Write each line out exactly, leaving none out.
--- START Records for processing ---
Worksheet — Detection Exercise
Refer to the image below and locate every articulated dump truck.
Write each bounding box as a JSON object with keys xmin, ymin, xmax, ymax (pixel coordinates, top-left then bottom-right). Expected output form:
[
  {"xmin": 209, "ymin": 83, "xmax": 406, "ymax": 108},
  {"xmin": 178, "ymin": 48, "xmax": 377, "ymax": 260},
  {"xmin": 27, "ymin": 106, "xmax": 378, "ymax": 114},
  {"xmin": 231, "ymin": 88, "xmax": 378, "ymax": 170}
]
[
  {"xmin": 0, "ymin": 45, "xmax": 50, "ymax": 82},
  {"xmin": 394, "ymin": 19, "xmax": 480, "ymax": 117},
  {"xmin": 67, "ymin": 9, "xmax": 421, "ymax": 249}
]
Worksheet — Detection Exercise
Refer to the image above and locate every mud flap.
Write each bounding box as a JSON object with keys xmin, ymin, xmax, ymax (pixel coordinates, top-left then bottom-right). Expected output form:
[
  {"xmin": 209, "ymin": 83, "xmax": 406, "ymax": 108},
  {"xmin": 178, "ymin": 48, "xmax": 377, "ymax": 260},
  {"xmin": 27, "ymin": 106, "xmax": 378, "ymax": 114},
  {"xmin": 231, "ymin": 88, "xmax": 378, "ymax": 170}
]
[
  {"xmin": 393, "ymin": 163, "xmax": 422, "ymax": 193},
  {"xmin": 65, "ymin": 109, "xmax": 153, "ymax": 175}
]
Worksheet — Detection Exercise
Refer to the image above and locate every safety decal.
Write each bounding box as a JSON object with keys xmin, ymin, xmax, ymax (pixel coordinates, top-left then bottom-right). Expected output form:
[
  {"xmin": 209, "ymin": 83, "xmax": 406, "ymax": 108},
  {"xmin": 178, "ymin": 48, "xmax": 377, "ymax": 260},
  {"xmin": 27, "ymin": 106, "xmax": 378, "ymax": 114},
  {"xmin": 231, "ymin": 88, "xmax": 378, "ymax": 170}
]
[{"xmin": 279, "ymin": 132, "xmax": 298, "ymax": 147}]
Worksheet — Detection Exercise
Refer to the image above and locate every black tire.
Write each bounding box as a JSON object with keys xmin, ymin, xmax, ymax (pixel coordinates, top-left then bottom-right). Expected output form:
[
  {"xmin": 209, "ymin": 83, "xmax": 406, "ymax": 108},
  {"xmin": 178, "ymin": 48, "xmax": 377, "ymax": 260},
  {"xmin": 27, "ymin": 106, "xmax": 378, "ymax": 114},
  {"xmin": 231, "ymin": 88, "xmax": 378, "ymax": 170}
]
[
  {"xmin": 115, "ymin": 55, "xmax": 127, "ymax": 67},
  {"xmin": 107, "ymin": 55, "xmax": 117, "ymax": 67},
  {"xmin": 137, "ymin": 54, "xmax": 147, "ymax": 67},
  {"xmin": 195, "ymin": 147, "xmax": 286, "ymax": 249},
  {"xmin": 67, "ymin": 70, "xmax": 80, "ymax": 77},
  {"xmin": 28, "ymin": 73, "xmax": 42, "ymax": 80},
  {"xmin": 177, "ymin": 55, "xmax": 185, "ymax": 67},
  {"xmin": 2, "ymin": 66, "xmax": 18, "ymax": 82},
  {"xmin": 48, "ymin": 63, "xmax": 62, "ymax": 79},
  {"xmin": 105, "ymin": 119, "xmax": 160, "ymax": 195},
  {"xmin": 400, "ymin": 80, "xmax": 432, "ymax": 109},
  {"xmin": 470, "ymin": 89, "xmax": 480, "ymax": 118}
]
--- END Records for processing ---
Reply:
Worksheet — Detection Exercise
Refer to the image below and locate every articulated dump truck.
Write each bounding box as a JSON object with keys xmin, ymin, xmax, ymax (pixel coordinates, top-left then bottom-right). Expected output form:
[
  {"xmin": 209, "ymin": 83, "xmax": 406, "ymax": 108},
  {"xmin": 178, "ymin": 48, "xmax": 377, "ymax": 260},
  {"xmin": 27, "ymin": 106, "xmax": 378, "ymax": 114},
  {"xmin": 231, "ymin": 88, "xmax": 378, "ymax": 170}
]
[
  {"xmin": 0, "ymin": 45, "xmax": 50, "ymax": 82},
  {"xmin": 394, "ymin": 19, "xmax": 480, "ymax": 117},
  {"xmin": 67, "ymin": 9, "xmax": 421, "ymax": 249}
]
Worksheet — Detection Exercise
Refer to the image above and locate every mud flap.
Write each bounding box as a JSON object with keys xmin, ymin, xmax, ymax (pixel coordinates, top-left then bottom-right). Expected output form:
[
  {"xmin": 209, "ymin": 83, "xmax": 406, "ymax": 108},
  {"xmin": 178, "ymin": 48, "xmax": 377, "ymax": 260},
  {"xmin": 27, "ymin": 106, "xmax": 378, "ymax": 114},
  {"xmin": 231, "ymin": 88, "xmax": 378, "ymax": 170}
]
[
  {"xmin": 393, "ymin": 163, "xmax": 422, "ymax": 193},
  {"xmin": 65, "ymin": 109, "xmax": 153, "ymax": 175}
]
Worksheet — Detection Exercise
Refer to the image above and locate every safety decal.
Write each bounding box as a JSON object with keys xmin, ymin, xmax, ymax (pixel coordinates, top-left then bottom-right). Expected output form:
[
  {"xmin": 209, "ymin": 83, "xmax": 406, "ymax": 108},
  {"xmin": 178, "ymin": 48, "xmax": 377, "ymax": 260},
  {"xmin": 27, "ymin": 106, "xmax": 378, "ymax": 114},
  {"xmin": 231, "ymin": 88, "xmax": 378, "ymax": 170}
]
[{"xmin": 279, "ymin": 132, "xmax": 298, "ymax": 147}]
Worksheet — Detection Exercise
Refer to the image above and locate every black tire.
Write each bounding box as a JSON object with keys xmin, ymin, xmax, ymax (pixel coordinates, top-left then bottom-right). Expected output form:
[
  {"xmin": 209, "ymin": 83, "xmax": 406, "ymax": 108},
  {"xmin": 178, "ymin": 48, "xmax": 377, "ymax": 260},
  {"xmin": 27, "ymin": 106, "xmax": 378, "ymax": 114},
  {"xmin": 231, "ymin": 88, "xmax": 378, "ymax": 170}
]
[
  {"xmin": 115, "ymin": 55, "xmax": 127, "ymax": 67},
  {"xmin": 107, "ymin": 55, "xmax": 117, "ymax": 67},
  {"xmin": 137, "ymin": 54, "xmax": 147, "ymax": 67},
  {"xmin": 195, "ymin": 147, "xmax": 286, "ymax": 249},
  {"xmin": 67, "ymin": 70, "xmax": 80, "ymax": 77},
  {"xmin": 28, "ymin": 73, "xmax": 42, "ymax": 80},
  {"xmin": 177, "ymin": 55, "xmax": 185, "ymax": 67},
  {"xmin": 2, "ymin": 66, "xmax": 18, "ymax": 82},
  {"xmin": 48, "ymin": 63, "xmax": 62, "ymax": 79},
  {"xmin": 105, "ymin": 119, "xmax": 160, "ymax": 195},
  {"xmin": 400, "ymin": 80, "xmax": 432, "ymax": 109},
  {"xmin": 470, "ymin": 89, "xmax": 480, "ymax": 118}
]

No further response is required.